• **What this task involves**:
In the forum thread below, which row is kept for the two rows where Number 1 is 2000?

• **Given text**:
Reputation: 744
So I have a table like this:
Number | Number 1 | Date | Date 1
------------+--------------+----------+----------
1...........| 1000.........| 5........| 10........
2...........| 1000.........| 7........| 10........
1...........| 1001.........| 5........| 11........
2...........| 1001.........| 7........| 11........
8...........| 2000.........| 18.......| 20........
9...........| 2000.........| 19.......| 20........
I want to remove duplicate values in both column Number
and Number 1
while keeping the difference between Date
and Date 1
minimum. For example, for the 2 rows where Number 1
is 2000, I delete the row where Number
is 8 and keep the row where Number
is 9 since 19 is closer to 20 than 18.
But I am stuck when trying to remove duplicate values in the first 4 rows of the table. If I use the above method, I would delete all rows where Number
is 1 since the difference between Date
and Date 1
in these rows is larger than that where Number
is 2. This pattern occurs many times in my table so I cannot manually delete duplicate values.
Upvotes: 1
Views: 48
Reputation: 1269773
The following gets information about the rows you want to keep:
select t.*,
(select t2.date1
from table t2
where t.number1 = t2.number1
order by abs(t2.date1 - t2.date)
limit 1
) as date1
from table t;
You can incorporate this into a delete
using join
:
delete t
from table t left join
(select t.*,
(select t2.date1
from table t2
where t.number1 = t2.number1
order by abs(t2.date1 - t2.date)
limit 1
) as date1
from table t
) tt
on tt.number1 = t.number1 and tt.date1 = t.date
where tt.number1 is null;
Upvotes: 1

• **Dataset excerpts**:
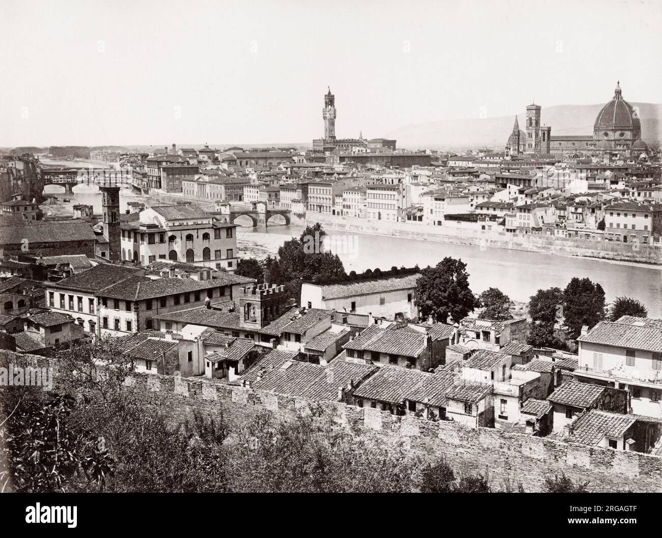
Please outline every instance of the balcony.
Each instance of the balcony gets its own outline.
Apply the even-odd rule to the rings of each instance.
[[[662,370],[641,370],[630,366],[620,365],[610,369],[601,369],[584,365],[575,371],[577,373],[591,374],[591,377],[610,378],[626,383],[636,381],[647,385],[662,385]]]

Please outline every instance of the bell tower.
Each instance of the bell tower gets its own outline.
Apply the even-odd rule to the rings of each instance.
[[[103,213],[103,237],[108,241],[108,259],[121,259],[120,240],[120,188],[110,184],[99,186]]]
[[[331,93],[331,88],[324,96],[324,108],[322,110],[324,120],[324,139],[336,139],[336,96]]]

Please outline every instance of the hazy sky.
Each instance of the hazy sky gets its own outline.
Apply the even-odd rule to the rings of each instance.
[[[301,142],[662,101],[662,0],[0,0],[0,146]]]

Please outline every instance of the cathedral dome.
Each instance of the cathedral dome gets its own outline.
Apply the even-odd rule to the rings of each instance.
[[[641,124],[637,114],[621,93],[620,84],[616,84],[614,97],[605,104],[595,118],[594,131],[616,131],[626,129],[635,131],[635,137],[641,130]]]

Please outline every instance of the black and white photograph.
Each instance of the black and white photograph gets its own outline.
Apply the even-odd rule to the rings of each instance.
[[[4,519],[653,521],[662,0],[0,13]]]

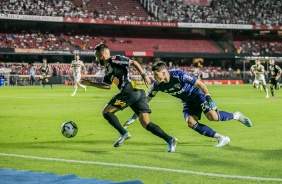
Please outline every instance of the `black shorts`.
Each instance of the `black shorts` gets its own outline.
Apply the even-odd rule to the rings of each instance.
[[[120,93],[116,94],[108,104],[120,110],[130,107],[137,115],[141,112],[151,113],[145,91],[133,89],[130,83],[126,84]]]

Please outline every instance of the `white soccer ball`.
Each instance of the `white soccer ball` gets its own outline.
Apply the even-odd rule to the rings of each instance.
[[[61,126],[63,136],[67,138],[74,137],[77,134],[77,125],[73,121],[64,122]]]

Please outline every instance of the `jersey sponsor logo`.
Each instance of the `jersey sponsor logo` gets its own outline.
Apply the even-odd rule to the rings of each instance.
[[[115,63],[115,64],[128,64],[129,62],[128,61],[119,61],[119,60],[112,60],[112,63]]]
[[[168,94],[170,94],[170,95],[172,95],[172,96],[175,96],[175,95],[179,95],[179,94],[181,94],[181,93],[183,93],[185,90],[184,90],[184,88],[182,88],[181,90],[179,90],[179,91],[175,91],[175,92],[173,92],[173,93],[170,93],[170,92],[165,92],[165,93],[168,93]]]
[[[119,84],[119,79],[116,78],[116,77],[114,77],[112,84],[118,86],[118,84]]]
[[[176,89],[180,89],[180,88],[181,88],[181,85],[180,85],[179,83],[177,83],[177,84],[174,84],[174,87],[175,87]]]
[[[156,94],[157,94],[157,91],[152,91],[153,96],[156,96]]]
[[[187,80],[189,80],[189,81],[192,81],[192,80],[193,80],[193,77],[190,76],[190,75],[187,75],[187,74],[184,74],[184,75],[183,75],[183,78],[184,78],[184,79],[187,79]]]
[[[116,100],[115,103],[114,103],[114,105],[124,107],[124,106],[126,105],[126,103],[125,103],[125,102],[122,102],[122,101],[120,101],[120,100]]]

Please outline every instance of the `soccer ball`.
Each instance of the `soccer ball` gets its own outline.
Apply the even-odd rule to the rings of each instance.
[[[63,136],[67,138],[74,137],[77,134],[77,126],[73,121],[64,122],[61,126]]]

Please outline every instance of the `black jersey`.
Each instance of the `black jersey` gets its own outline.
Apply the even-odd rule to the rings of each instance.
[[[41,71],[42,74],[48,74],[49,69],[50,69],[50,67],[47,63],[46,64],[42,63],[41,66],[40,66],[40,71]]]
[[[269,72],[271,78],[275,78],[281,75],[282,70],[278,65],[269,65]]]
[[[131,83],[131,77],[128,73],[128,67],[131,60],[125,56],[111,56],[106,64],[103,83],[115,84],[120,90],[126,84]]]

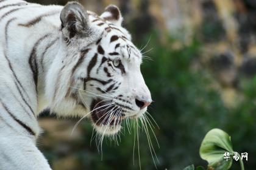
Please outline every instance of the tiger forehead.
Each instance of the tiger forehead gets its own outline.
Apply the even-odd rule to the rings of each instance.
[[[140,52],[126,36],[126,34],[120,28],[101,18],[93,12],[87,11],[87,13],[89,15],[90,22],[104,30],[101,36],[96,42],[96,44],[98,46],[98,52],[99,54],[105,55],[106,53],[108,53],[110,56],[120,56],[123,58],[127,58],[129,60],[133,57],[141,59]],[[103,45],[101,44],[102,39],[105,39],[104,42],[106,42],[105,39],[107,39],[106,42],[108,44],[108,46],[113,44],[114,49],[112,49],[113,51],[105,52],[107,49],[102,47]],[[107,50],[110,50],[110,49],[108,48]]]

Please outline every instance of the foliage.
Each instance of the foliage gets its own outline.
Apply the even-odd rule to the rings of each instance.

• **Exercise solution**:
The row where Number is 9 is kept, because its Date of 19 is closer to its Date 1 of 20 than 18 is.